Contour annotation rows
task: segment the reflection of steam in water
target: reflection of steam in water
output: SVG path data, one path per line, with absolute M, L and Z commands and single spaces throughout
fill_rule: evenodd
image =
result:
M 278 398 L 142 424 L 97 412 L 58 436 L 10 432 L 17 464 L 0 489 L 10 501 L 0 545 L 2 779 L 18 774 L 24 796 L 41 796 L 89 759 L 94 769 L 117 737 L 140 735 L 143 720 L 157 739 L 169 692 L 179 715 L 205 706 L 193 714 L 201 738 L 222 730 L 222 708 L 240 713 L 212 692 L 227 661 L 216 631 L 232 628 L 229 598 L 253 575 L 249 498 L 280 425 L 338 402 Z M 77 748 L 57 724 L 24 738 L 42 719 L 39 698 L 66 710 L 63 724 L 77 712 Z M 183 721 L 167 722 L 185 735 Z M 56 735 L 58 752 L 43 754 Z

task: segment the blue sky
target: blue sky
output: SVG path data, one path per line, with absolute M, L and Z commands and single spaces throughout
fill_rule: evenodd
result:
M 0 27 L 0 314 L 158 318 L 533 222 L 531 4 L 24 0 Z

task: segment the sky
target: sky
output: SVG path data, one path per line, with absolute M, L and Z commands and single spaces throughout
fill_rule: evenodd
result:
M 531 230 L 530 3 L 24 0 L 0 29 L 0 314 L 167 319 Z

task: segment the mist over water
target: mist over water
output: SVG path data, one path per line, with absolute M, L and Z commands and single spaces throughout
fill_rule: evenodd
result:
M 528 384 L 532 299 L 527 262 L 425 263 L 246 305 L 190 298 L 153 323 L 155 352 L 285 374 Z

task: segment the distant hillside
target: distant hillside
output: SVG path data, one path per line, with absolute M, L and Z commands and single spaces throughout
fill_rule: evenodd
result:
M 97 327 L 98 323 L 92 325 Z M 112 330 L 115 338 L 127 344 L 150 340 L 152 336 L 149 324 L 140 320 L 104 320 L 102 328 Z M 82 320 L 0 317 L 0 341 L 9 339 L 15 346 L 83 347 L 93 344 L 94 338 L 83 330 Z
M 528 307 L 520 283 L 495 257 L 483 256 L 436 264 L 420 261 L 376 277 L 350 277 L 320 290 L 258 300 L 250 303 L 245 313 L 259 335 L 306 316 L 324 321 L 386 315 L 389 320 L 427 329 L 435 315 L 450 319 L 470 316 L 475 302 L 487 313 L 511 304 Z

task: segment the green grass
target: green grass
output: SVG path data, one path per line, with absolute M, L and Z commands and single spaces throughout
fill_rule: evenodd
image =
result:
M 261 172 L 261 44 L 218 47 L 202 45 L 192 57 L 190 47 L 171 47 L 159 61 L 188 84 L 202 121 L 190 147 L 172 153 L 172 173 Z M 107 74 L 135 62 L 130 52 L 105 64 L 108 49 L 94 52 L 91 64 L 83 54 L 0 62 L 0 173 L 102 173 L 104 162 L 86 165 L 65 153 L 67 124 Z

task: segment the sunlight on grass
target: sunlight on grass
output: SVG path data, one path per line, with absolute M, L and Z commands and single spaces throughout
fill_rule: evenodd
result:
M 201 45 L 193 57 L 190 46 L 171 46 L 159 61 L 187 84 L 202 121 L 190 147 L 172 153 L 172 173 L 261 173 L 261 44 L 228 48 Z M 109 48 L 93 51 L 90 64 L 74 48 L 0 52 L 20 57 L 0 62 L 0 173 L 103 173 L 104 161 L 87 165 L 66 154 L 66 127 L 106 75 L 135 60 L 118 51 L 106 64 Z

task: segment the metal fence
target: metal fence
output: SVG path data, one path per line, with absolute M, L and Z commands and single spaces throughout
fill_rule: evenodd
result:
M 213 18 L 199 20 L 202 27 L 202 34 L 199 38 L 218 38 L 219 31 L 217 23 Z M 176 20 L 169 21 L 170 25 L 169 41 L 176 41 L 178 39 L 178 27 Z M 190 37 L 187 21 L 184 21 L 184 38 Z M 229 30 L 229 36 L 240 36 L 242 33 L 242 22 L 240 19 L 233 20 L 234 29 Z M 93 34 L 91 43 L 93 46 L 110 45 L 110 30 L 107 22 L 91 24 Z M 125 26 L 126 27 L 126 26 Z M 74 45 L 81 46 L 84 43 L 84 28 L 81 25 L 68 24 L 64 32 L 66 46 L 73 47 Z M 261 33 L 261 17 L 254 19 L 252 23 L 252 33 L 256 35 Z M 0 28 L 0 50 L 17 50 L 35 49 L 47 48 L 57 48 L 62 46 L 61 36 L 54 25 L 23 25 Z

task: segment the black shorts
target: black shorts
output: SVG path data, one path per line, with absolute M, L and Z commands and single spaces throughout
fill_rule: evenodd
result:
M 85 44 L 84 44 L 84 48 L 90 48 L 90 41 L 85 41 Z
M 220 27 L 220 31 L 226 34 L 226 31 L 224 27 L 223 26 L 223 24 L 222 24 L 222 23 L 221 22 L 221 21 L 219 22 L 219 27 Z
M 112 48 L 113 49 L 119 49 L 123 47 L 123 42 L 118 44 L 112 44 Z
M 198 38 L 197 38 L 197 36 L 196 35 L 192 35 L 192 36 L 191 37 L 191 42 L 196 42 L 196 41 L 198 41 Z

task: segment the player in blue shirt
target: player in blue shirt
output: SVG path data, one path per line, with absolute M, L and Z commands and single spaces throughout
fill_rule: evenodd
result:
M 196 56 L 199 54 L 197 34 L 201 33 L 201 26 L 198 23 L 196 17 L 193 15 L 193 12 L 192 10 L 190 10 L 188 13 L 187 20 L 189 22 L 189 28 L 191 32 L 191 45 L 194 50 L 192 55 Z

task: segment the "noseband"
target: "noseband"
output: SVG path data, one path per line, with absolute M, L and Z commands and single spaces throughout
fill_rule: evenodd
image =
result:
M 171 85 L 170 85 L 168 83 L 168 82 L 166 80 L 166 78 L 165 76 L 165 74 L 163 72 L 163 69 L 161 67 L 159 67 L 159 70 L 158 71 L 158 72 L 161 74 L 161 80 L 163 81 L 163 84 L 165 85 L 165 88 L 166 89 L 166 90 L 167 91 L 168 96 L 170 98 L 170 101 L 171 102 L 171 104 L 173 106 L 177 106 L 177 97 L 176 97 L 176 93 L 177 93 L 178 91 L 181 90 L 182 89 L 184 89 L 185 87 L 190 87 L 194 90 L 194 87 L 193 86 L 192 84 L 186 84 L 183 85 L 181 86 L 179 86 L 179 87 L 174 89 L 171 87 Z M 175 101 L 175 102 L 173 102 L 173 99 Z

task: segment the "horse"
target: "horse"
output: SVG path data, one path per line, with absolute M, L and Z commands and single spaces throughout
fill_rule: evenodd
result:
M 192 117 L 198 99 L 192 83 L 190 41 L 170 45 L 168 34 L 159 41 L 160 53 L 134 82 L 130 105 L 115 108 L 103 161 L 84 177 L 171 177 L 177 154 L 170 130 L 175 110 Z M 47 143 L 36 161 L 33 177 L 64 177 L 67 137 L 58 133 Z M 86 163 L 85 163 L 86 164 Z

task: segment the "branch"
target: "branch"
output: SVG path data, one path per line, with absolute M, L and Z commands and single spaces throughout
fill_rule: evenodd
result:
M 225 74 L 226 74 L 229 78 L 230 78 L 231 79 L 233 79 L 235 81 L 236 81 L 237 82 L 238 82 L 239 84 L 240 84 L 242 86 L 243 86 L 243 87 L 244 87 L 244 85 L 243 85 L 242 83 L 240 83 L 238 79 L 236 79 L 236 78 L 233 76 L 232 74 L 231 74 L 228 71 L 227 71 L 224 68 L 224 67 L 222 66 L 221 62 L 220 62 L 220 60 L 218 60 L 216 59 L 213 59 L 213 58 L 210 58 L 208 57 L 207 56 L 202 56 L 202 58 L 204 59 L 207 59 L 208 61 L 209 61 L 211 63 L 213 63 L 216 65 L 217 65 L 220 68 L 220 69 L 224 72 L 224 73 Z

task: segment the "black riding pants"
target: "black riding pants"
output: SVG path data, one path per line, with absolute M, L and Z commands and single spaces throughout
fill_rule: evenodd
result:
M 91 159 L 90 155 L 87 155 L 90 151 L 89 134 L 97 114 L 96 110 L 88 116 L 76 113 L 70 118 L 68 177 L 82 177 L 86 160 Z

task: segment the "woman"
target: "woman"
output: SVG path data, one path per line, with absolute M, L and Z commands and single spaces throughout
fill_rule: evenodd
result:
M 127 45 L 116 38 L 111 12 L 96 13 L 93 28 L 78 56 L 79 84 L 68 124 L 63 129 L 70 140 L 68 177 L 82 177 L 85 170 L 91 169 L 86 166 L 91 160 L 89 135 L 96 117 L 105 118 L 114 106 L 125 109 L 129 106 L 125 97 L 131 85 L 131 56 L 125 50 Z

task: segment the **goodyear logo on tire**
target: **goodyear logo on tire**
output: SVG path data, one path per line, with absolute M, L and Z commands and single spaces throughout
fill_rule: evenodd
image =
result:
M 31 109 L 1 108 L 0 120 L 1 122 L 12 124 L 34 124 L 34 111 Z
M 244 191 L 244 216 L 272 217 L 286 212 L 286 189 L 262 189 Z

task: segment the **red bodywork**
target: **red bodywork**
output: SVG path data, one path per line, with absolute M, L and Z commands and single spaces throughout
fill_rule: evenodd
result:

*Task directions*. Update the lines from the one containing "task: segment the sunlight on grass" through the one containing "M 213 18 L 199", inclusive, by changing "metal fence" to "iron fence" and leaving everything else as it is. Give back only those lines.

*Expected output*.
task: segment the sunlight on grass
target: sunlight on grass
output: SVG path data, one path per line, with absolute M, L and Z commands and single spaces throughout
fill_rule: evenodd
result:
M 201 45 L 193 57 L 190 46 L 171 46 L 159 61 L 187 84 L 202 121 L 190 147 L 172 153 L 172 173 L 261 173 L 261 44 L 228 48 Z M 109 48 L 93 51 L 90 64 L 74 48 L 0 52 L 20 57 L 0 62 L 0 173 L 103 173 L 104 161 L 87 165 L 66 154 L 66 127 L 106 75 L 135 60 L 118 51 L 106 64 Z

task: segment the iron fence
target: iron fence
output: SVG path data, one path per line, with absolute M, L and Z commands and single spaces throughout
fill_rule: evenodd
result:
M 213 18 L 199 20 L 202 27 L 202 34 L 199 38 L 218 38 L 219 31 L 217 23 Z M 176 20 L 169 21 L 170 25 L 169 41 L 176 41 L 178 39 L 178 27 Z M 190 37 L 187 21 L 184 21 L 184 38 Z M 229 30 L 229 36 L 240 36 L 242 33 L 242 22 L 240 19 L 233 20 L 234 29 Z M 93 34 L 91 43 L 93 46 L 110 45 L 110 30 L 107 22 L 91 24 Z M 125 26 L 126 27 L 126 26 Z M 74 45 L 81 46 L 84 43 L 84 28 L 81 25 L 68 24 L 64 32 L 66 46 L 73 47 Z M 261 33 L 261 17 L 254 19 L 252 23 L 252 33 L 256 35 Z M 0 28 L 0 50 L 17 50 L 35 49 L 47 48 L 57 48 L 62 46 L 61 36 L 54 25 L 23 25 Z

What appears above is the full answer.